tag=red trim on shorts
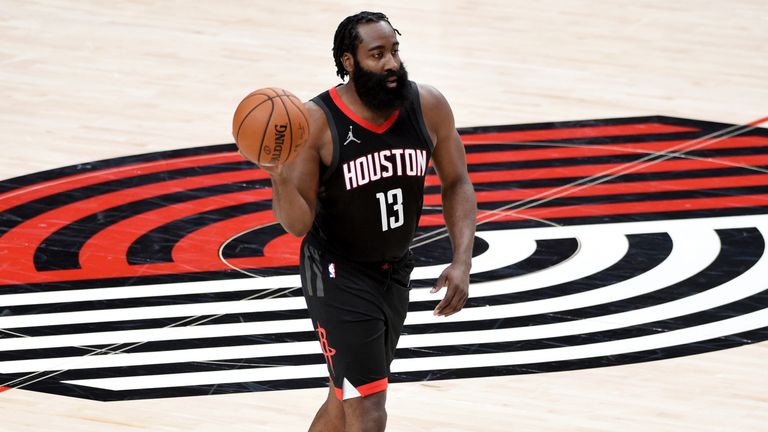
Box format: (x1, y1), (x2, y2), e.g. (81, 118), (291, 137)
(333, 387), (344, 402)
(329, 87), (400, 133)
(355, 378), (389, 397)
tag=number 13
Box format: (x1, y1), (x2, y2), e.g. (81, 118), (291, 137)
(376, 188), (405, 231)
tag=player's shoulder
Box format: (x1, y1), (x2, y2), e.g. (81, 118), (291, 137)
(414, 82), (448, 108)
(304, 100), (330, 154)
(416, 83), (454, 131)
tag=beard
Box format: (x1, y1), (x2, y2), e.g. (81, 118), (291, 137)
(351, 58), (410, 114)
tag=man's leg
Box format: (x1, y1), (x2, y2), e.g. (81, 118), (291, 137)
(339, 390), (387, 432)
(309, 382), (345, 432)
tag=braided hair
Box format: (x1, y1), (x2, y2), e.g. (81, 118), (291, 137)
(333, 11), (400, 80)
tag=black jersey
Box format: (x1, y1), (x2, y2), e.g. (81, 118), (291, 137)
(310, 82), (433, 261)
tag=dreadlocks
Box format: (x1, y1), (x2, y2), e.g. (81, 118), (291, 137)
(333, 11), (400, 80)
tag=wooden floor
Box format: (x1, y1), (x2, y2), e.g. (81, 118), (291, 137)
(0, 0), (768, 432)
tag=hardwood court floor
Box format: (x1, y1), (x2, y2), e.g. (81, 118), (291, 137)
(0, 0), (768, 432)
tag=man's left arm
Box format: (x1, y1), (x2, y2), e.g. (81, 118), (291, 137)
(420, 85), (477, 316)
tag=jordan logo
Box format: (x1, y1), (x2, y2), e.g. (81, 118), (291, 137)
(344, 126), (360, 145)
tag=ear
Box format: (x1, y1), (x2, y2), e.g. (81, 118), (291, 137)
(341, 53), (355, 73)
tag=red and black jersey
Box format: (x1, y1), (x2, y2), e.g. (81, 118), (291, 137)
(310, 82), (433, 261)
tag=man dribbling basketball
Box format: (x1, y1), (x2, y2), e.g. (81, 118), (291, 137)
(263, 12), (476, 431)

|---|

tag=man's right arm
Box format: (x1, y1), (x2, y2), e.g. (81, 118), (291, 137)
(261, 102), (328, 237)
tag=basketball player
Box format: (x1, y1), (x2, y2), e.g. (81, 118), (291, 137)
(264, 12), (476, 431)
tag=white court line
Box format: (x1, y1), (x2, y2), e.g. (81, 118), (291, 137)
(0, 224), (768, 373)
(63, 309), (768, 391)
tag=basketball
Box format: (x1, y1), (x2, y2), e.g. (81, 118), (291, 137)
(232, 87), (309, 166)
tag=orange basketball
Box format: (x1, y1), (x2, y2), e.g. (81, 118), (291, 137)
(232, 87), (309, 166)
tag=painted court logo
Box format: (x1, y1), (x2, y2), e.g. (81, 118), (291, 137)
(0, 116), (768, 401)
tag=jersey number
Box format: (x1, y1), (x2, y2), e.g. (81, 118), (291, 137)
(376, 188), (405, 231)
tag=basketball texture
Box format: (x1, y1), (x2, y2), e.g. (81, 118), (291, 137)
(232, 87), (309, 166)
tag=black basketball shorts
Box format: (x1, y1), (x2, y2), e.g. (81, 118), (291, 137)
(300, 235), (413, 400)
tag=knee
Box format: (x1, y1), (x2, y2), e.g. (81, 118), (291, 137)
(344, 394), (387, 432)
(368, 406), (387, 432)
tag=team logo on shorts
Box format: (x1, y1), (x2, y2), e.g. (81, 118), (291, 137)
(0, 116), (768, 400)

|---|

- TASK INSTRUCTIONS
Quote word for word everything in the entries above from the line containing "tag=red trim on shorts" down to the line containing "(416, 83), (454, 131)", including both of those lines. Leave the picture out of your answer.

- WORKED ANSWER
tag=red trim on shorts
Box format: (x1, y1), (x2, y2), e.g. (81, 118), (291, 137)
(333, 387), (344, 402)
(329, 87), (400, 133)
(355, 378), (389, 397)
tag=number 13
Box format: (x1, y1), (x2, y2), e.g. (81, 118), (291, 137)
(376, 188), (405, 231)
tag=player's shoulder
Box format: (x1, y1), (x2, y2), e.g. (81, 118), (291, 137)
(414, 82), (448, 108)
(304, 100), (330, 154)
(416, 83), (454, 131)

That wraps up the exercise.